===== Materials provided =====

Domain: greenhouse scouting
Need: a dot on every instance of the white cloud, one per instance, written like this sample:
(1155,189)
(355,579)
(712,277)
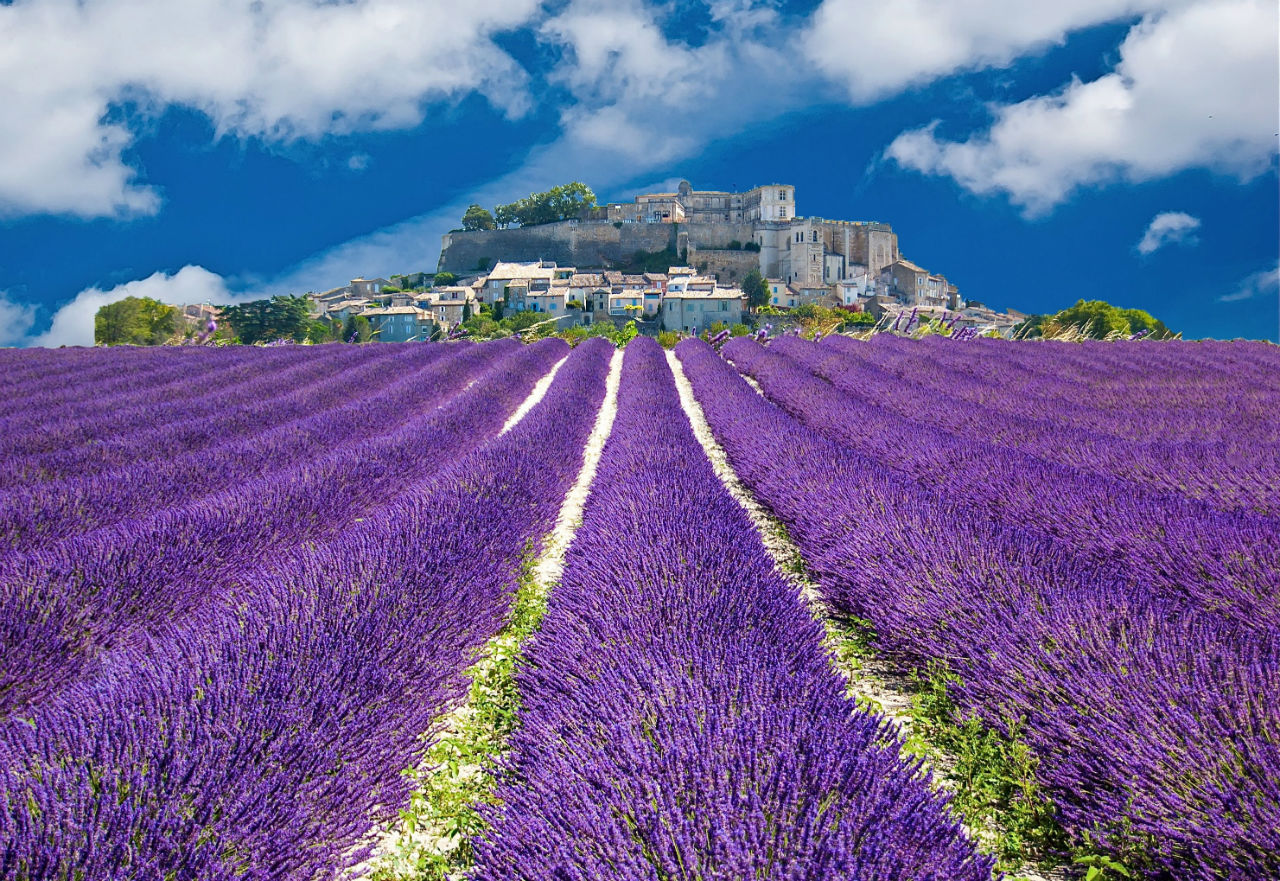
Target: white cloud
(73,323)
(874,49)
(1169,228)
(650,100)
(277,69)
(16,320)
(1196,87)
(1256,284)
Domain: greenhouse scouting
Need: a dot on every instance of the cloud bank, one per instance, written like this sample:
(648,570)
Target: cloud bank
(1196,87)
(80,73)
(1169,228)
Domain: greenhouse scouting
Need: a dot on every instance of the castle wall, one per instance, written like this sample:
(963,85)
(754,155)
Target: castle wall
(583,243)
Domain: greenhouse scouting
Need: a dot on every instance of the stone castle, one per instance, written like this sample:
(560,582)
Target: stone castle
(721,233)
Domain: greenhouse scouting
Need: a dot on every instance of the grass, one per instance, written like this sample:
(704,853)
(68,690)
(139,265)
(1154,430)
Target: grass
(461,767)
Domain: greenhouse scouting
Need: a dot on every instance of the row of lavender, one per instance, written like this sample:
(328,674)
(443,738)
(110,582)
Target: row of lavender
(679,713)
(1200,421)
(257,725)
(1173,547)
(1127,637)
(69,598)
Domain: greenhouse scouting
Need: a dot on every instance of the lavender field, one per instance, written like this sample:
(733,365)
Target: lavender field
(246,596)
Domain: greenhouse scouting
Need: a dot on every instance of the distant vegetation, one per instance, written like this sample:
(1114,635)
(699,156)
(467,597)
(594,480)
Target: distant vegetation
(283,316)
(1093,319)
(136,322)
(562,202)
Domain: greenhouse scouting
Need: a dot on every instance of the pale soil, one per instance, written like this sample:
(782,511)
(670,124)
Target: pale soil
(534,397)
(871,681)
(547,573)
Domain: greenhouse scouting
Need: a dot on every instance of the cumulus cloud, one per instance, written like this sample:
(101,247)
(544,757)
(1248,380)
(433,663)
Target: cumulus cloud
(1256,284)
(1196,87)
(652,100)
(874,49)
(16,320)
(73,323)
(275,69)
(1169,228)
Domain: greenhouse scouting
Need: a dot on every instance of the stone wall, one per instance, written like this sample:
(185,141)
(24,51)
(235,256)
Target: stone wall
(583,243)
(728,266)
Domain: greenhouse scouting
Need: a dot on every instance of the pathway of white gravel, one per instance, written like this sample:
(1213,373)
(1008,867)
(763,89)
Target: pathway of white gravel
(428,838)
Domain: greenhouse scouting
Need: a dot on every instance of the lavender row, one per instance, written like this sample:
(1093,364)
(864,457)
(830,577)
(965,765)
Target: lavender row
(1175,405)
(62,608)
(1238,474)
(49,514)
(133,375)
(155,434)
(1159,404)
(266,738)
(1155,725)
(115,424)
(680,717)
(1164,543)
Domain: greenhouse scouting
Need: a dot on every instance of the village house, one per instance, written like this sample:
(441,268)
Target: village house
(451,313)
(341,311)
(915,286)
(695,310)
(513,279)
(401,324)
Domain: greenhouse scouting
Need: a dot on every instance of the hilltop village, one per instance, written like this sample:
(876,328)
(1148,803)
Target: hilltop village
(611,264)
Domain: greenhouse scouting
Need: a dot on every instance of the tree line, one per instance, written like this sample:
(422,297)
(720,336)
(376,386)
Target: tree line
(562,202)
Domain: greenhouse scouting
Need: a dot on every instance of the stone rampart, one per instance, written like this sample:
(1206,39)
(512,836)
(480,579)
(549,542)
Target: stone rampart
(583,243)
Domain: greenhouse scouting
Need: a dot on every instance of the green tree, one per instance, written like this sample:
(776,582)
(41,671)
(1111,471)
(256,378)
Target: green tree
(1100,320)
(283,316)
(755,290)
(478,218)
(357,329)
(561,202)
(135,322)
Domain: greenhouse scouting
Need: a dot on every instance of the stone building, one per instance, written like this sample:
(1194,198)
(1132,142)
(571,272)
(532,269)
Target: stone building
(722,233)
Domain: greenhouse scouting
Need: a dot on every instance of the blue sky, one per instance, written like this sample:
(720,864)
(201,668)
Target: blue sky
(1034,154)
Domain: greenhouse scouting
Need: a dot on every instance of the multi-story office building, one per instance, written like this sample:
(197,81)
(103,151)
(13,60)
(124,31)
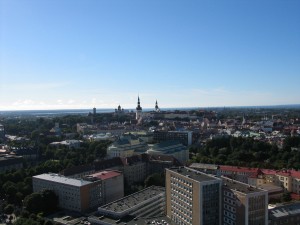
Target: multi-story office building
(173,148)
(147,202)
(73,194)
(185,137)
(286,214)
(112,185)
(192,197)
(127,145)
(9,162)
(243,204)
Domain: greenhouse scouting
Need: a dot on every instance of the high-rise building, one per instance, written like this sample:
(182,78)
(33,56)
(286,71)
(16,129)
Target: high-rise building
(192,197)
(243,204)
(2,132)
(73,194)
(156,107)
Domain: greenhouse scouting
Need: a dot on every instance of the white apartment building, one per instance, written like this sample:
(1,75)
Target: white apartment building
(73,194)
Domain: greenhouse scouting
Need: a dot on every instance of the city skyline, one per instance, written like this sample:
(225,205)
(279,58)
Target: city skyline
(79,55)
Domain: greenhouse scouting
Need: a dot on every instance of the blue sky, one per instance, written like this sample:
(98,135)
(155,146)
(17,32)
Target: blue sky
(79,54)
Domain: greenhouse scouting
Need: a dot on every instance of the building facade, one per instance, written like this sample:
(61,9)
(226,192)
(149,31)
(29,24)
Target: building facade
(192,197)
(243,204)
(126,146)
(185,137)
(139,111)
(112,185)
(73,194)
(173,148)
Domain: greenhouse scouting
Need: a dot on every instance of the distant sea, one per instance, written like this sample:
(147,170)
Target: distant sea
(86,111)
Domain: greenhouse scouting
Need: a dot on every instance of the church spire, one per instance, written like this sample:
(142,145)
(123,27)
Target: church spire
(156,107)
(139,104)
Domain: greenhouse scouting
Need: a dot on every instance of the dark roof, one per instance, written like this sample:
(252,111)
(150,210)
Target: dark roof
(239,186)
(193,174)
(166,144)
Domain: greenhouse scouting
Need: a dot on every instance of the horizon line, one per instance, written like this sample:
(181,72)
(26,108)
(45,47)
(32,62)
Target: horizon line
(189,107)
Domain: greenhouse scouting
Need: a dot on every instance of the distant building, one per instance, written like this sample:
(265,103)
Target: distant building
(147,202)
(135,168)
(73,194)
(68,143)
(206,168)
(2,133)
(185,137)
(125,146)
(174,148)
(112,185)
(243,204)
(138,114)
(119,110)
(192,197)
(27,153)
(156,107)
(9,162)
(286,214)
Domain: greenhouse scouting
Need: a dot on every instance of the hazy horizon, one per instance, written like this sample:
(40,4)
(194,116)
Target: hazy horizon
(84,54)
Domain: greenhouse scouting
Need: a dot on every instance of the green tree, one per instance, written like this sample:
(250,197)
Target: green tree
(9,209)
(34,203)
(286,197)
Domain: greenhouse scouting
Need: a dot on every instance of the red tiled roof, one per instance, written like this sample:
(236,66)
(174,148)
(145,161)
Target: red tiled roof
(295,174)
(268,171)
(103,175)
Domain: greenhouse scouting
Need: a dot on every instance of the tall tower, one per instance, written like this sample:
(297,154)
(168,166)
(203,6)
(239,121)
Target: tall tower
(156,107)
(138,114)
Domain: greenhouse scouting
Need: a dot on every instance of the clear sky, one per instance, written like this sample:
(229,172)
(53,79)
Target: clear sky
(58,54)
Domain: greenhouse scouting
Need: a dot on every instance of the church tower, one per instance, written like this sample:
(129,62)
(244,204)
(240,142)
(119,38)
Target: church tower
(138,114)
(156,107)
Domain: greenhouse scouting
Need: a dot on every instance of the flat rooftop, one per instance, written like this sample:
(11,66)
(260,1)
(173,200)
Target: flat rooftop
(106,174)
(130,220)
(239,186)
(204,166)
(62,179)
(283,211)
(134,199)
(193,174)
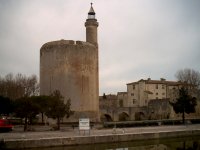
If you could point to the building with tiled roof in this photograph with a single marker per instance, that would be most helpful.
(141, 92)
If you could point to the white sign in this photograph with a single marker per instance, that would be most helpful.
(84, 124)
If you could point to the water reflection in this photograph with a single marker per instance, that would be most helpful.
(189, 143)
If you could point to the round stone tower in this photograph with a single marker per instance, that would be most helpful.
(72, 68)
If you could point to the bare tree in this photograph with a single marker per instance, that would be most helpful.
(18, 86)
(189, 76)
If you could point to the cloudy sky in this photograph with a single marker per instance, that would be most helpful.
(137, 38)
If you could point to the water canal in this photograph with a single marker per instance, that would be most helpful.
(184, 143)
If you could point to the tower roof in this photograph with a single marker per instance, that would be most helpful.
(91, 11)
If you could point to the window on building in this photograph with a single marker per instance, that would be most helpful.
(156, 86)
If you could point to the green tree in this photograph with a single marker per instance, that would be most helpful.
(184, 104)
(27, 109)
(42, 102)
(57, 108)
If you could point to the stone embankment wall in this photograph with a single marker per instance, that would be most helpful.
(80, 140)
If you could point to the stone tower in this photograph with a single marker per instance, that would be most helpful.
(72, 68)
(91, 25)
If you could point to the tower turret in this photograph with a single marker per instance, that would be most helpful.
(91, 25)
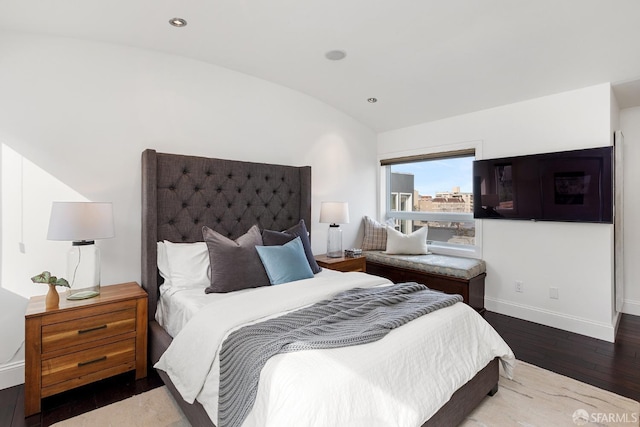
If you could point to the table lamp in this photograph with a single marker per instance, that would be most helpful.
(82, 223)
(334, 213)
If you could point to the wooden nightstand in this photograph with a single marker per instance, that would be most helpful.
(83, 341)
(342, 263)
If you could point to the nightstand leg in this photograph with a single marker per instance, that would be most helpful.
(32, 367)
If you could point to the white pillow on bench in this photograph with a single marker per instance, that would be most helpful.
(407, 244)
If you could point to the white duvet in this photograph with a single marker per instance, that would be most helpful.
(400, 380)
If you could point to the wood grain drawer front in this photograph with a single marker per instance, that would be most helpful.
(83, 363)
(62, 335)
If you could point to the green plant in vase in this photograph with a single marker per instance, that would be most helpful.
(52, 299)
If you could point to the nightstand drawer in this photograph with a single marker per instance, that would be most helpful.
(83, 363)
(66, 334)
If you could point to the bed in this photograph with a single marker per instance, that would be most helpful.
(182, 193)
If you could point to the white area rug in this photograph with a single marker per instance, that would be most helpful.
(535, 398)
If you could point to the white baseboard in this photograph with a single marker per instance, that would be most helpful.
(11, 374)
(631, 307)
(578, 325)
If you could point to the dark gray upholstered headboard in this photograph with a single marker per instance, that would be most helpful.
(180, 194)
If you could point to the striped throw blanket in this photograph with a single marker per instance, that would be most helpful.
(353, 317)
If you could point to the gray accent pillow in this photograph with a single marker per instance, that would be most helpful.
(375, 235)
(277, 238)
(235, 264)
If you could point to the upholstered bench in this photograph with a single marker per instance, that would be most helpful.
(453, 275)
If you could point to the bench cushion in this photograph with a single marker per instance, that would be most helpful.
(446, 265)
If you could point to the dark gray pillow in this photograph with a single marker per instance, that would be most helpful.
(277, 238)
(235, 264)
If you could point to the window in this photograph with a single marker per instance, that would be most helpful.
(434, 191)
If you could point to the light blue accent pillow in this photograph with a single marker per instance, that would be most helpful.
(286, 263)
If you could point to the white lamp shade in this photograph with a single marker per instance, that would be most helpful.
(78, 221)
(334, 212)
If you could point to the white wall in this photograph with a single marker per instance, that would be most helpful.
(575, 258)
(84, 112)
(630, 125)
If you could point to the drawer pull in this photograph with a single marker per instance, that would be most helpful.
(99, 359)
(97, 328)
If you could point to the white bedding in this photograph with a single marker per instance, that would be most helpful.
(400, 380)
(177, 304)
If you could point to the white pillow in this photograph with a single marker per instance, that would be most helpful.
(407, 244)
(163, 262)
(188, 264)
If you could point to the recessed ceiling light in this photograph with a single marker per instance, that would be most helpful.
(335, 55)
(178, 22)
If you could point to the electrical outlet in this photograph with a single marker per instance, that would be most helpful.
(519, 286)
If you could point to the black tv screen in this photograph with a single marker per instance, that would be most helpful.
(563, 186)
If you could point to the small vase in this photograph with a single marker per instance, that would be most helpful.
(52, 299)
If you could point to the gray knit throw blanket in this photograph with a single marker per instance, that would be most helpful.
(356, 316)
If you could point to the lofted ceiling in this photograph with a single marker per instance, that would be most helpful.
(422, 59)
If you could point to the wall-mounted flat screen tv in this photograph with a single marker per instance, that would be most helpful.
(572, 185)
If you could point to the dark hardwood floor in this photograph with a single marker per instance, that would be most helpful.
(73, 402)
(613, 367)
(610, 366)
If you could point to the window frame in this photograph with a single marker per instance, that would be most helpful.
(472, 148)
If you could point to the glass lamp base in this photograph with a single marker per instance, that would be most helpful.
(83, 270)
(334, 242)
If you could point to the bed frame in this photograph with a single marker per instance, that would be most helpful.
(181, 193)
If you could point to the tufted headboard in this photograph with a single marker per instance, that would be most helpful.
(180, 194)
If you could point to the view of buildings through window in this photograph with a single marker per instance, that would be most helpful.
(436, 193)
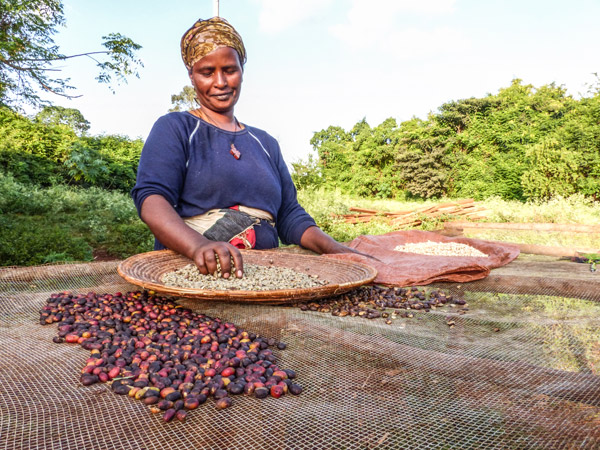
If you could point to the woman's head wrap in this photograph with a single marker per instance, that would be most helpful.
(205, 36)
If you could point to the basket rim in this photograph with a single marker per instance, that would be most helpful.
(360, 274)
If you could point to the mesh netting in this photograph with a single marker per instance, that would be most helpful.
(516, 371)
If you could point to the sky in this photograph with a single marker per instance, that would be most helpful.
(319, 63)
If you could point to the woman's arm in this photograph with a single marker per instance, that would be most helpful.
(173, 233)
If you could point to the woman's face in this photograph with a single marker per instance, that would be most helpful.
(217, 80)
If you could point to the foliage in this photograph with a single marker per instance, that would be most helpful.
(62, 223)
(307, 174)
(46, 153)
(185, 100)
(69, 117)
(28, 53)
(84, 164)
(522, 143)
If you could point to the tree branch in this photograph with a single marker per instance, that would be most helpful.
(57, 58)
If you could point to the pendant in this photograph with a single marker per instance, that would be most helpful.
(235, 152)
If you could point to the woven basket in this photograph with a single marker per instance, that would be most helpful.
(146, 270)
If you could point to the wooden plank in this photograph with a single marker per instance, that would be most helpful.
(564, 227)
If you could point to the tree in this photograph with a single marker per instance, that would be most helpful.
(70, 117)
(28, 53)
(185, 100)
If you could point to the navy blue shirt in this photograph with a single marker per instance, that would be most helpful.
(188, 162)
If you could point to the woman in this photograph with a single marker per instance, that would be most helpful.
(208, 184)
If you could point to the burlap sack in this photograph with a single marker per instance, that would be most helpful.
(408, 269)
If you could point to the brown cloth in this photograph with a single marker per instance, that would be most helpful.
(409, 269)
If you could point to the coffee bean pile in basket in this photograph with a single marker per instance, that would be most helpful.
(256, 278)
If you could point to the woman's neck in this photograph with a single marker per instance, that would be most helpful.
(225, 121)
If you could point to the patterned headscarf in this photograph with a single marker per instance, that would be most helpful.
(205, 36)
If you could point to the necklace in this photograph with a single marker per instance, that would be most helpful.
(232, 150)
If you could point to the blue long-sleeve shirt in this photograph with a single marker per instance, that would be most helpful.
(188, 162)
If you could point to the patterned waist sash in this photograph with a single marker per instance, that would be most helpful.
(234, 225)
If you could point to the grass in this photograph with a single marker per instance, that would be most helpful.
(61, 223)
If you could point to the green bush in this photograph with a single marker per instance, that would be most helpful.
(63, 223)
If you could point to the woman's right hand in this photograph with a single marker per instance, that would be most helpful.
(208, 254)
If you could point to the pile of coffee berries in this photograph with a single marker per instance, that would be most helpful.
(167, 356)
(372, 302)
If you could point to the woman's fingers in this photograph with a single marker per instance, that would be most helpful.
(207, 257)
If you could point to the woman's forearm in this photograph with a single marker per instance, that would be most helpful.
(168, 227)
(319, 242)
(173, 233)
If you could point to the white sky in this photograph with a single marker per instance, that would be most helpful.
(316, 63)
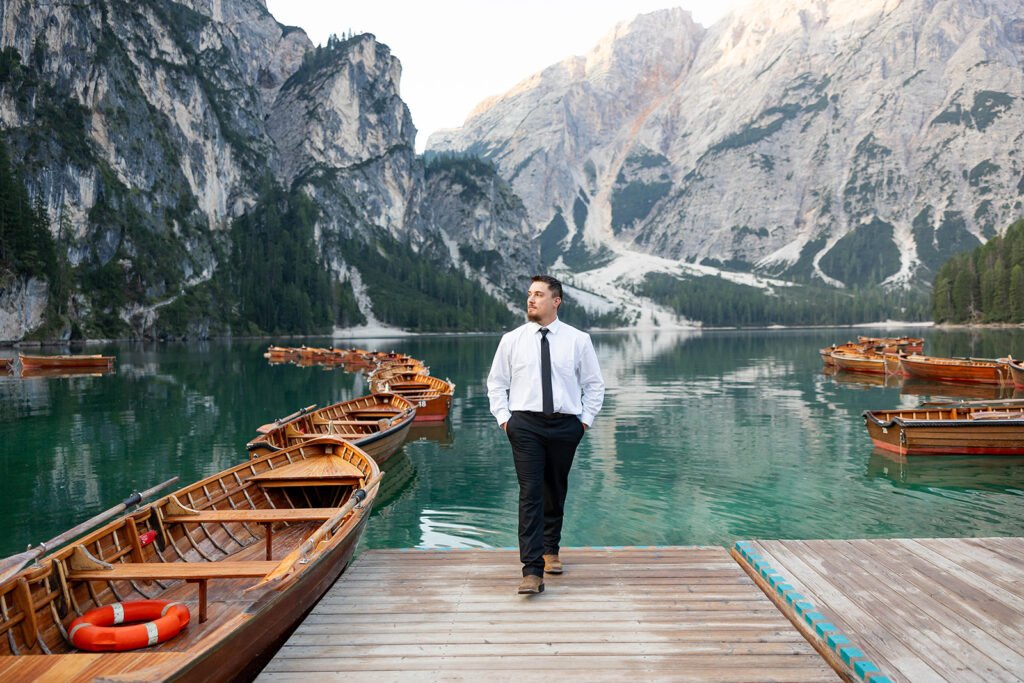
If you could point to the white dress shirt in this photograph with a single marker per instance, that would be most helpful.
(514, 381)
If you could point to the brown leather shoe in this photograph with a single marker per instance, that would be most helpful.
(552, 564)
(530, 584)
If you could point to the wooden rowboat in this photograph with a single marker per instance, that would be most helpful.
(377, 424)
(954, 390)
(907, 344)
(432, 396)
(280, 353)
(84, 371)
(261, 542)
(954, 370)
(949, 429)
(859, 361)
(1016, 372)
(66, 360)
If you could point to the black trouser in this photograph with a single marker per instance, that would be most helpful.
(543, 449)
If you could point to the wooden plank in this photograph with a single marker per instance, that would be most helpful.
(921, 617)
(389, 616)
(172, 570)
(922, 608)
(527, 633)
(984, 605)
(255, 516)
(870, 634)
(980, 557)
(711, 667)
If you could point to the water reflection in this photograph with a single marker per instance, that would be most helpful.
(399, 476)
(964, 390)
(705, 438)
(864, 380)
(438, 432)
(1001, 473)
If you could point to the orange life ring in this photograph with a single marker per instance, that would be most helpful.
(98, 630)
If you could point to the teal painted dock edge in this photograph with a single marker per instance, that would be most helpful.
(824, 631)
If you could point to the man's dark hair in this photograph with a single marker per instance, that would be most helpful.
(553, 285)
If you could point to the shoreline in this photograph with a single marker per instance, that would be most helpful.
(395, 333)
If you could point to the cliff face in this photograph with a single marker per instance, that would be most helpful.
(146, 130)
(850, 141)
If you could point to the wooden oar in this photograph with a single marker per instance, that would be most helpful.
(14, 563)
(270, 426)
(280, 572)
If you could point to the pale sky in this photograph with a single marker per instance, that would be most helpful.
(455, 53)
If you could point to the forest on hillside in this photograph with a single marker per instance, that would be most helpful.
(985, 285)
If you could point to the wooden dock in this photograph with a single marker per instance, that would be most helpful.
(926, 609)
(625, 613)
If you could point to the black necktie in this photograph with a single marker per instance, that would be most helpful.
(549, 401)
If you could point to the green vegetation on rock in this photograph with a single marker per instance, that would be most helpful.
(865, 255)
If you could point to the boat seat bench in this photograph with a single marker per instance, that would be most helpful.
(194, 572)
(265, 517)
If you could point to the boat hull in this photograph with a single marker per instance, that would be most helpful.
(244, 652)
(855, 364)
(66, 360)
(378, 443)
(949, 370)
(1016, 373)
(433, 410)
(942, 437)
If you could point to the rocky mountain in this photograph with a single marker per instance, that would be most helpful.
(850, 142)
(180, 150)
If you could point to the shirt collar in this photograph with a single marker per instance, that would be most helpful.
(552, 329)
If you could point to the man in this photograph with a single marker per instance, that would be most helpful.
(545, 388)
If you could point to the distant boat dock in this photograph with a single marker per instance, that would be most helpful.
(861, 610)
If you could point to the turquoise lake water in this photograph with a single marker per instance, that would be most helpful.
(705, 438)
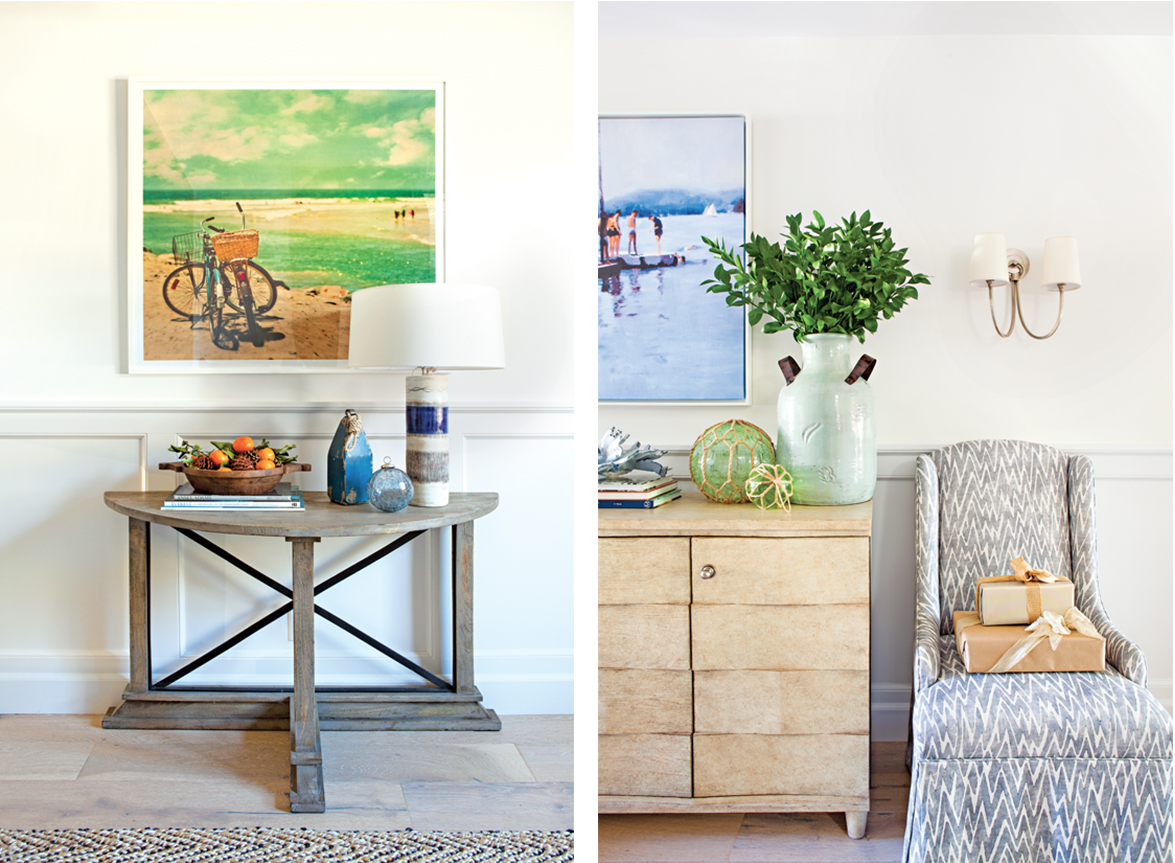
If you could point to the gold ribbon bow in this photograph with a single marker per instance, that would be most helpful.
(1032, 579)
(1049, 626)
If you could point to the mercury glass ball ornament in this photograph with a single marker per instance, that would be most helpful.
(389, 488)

=====

__Goal of the exercise__:
Return only the lines from the one containing "If you could point to the shirt" through the last line of the entries above, exactly as written and without pictures.

__Answer for this exercise__:
If you could point to the shirt collar in this photograph with a single marker per instance, that would be most helpful.
(552, 329)
If you could point to the man in this photograph with a single marker per instance, that would be most helpful.
(545, 388)
If you could point to the distant boat dock in this photograph with a single marker per instance, that would be most helpful.
(861, 610)
If you could point to the turquoise lake water in this photograph with a single marker per instance, that would be most helpful.
(705, 438)
If you could point to the gold ribbon bow in this photograph with a single marker per instance, that would be most helpful.
(1032, 579)
(1049, 626)
If you could point to the mercury glass ball ornament in this photograph with a single marker per instance, that would be most helpful.
(389, 488)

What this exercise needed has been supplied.